# [What to do]
Print, with no pictures, the exact lines that run from the one containing "Can you spot the green stem" through the last line of the material below, both ends included.

========================================================================

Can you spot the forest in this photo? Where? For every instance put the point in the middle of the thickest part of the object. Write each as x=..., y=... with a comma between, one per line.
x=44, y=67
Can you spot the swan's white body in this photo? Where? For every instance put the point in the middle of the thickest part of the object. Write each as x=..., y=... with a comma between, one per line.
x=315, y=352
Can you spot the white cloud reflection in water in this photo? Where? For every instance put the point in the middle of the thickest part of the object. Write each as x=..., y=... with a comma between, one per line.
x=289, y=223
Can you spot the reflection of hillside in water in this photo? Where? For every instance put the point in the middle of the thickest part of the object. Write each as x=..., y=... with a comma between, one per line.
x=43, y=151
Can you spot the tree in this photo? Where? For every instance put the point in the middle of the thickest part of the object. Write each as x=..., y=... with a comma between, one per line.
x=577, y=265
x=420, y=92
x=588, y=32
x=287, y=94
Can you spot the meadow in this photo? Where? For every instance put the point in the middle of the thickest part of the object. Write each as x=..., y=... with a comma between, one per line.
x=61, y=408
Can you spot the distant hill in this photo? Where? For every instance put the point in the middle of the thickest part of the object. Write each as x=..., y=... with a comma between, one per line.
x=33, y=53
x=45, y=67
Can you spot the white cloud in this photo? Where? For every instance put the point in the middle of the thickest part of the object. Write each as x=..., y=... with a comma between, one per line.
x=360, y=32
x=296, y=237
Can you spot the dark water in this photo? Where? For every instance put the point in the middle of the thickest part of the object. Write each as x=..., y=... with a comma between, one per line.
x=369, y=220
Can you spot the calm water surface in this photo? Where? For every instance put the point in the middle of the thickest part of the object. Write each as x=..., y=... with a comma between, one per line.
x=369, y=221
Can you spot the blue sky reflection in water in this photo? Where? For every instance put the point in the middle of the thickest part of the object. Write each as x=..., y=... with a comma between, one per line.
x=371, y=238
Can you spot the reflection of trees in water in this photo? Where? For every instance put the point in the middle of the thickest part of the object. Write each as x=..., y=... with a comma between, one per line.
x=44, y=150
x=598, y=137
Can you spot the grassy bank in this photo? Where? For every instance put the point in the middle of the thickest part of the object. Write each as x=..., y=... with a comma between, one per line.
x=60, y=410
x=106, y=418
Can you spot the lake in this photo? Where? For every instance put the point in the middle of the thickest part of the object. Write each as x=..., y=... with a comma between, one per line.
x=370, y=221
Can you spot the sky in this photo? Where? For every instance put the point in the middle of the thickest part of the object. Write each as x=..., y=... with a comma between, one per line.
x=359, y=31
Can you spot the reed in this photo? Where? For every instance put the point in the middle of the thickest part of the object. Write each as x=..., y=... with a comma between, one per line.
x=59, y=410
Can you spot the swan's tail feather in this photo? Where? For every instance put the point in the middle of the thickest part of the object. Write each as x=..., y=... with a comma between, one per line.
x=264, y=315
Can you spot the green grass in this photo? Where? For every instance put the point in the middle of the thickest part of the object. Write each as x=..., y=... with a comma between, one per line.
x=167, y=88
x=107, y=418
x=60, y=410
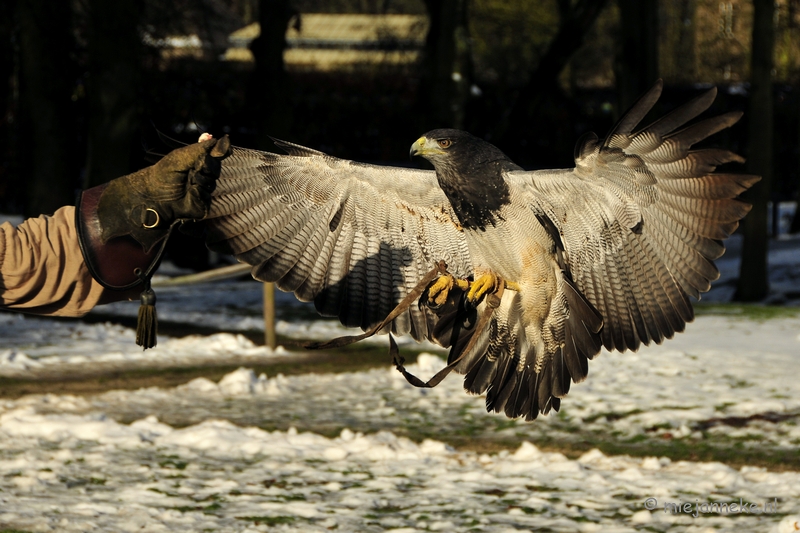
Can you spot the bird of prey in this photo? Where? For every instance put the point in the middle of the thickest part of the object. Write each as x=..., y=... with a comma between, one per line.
x=604, y=254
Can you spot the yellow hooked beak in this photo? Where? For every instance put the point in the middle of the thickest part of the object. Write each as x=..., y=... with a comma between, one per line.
x=423, y=147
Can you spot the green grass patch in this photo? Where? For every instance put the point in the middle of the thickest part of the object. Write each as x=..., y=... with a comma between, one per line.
x=267, y=520
x=749, y=311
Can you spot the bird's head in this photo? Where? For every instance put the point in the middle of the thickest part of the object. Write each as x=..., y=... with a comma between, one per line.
x=457, y=154
x=443, y=145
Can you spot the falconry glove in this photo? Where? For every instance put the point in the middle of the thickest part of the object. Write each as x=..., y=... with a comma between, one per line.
x=123, y=225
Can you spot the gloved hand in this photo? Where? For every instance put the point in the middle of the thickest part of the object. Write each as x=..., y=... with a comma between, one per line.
x=146, y=203
x=121, y=222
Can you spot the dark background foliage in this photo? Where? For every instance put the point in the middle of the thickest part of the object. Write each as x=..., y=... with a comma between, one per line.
x=91, y=89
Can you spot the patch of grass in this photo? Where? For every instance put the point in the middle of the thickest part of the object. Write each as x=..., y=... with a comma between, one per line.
x=267, y=520
x=173, y=462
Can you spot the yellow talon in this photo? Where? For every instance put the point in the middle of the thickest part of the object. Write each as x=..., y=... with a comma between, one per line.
x=439, y=290
x=482, y=285
x=512, y=286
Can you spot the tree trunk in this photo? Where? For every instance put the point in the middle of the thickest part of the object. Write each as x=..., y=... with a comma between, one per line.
x=269, y=90
x=10, y=197
x=753, y=284
x=637, y=57
x=46, y=81
x=447, y=66
x=113, y=90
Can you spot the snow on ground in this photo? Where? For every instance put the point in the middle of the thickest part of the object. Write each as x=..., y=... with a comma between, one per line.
x=323, y=452
x=192, y=457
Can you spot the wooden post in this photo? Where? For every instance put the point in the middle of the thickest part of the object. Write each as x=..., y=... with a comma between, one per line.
x=269, y=315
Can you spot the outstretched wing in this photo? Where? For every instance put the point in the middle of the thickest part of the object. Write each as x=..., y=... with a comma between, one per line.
x=641, y=220
x=351, y=237
x=635, y=227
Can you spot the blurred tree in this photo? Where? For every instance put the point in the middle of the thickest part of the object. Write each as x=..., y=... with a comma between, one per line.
x=446, y=67
x=46, y=147
x=113, y=89
x=636, y=66
x=269, y=87
x=575, y=20
x=753, y=284
x=677, y=57
x=508, y=38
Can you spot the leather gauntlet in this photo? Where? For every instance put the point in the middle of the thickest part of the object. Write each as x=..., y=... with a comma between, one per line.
x=123, y=225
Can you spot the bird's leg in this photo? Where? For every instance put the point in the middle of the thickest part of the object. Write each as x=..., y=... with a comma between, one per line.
x=439, y=290
x=488, y=283
x=483, y=284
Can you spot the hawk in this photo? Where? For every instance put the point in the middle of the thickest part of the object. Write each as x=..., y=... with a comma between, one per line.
x=606, y=254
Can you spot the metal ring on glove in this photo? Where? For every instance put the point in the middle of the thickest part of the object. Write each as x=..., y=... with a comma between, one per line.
x=154, y=224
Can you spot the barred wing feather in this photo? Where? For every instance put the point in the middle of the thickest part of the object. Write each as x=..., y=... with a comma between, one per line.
x=642, y=217
x=351, y=237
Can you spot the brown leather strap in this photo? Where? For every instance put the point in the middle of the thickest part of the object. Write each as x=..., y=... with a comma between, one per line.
x=119, y=264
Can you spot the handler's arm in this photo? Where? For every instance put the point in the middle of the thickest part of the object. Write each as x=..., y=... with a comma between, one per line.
x=42, y=270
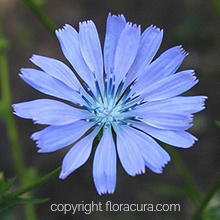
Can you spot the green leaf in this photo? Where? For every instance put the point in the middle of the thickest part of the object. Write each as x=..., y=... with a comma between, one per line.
x=171, y=190
x=213, y=213
x=5, y=186
x=217, y=122
x=21, y=201
x=24, y=201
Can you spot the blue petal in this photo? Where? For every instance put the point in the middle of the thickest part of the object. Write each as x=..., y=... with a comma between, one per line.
x=190, y=104
x=170, y=86
x=91, y=49
x=126, y=50
x=48, y=112
x=78, y=154
x=165, y=65
x=114, y=27
x=69, y=42
x=128, y=152
x=155, y=157
x=149, y=44
x=54, y=138
x=57, y=69
x=180, y=138
x=167, y=120
x=49, y=85
x=104, y=165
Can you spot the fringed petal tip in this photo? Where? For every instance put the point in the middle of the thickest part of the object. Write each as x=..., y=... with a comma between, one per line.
x=105, y=191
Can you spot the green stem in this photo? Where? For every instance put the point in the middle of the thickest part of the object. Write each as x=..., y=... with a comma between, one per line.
x=10, y=199
x=216, y=4
x=187, y=177
x=209, y=195
x=36, y=8
x=6, y=112
x=36, y=184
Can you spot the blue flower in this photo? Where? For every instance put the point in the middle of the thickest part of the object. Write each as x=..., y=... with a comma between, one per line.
x=134, y=101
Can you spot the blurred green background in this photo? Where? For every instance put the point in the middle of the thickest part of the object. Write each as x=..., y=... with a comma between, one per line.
x=195, y=24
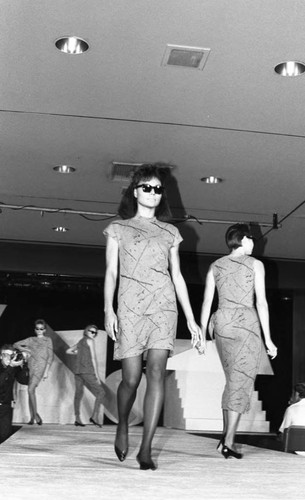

========================================================================

# [Answer for this exercise]
Can you spot the green stem in this photo? Where? For every instance put the point in the middle of the thickest part of the object. Write each as x=..., y=... with a comma between, one per line.
x=10, y=199
x=216, y=4
x=187, y=177
x=209, y=195
x=36, y=8
x=6, y=112
x=36, y=184
Can you spot the blue flower in this photo? Where? For every instance put the point in the middle of the thickest part of the object. Write each as x=..., y=... with a comma between, one per line.
x=134, y=101
Can you spot the blurred green background in this photo? Where? For every instance put the point in the middle of the thickest part of the object. Write each as x=..., y=... with a comma between, one per line.
x=195, y=24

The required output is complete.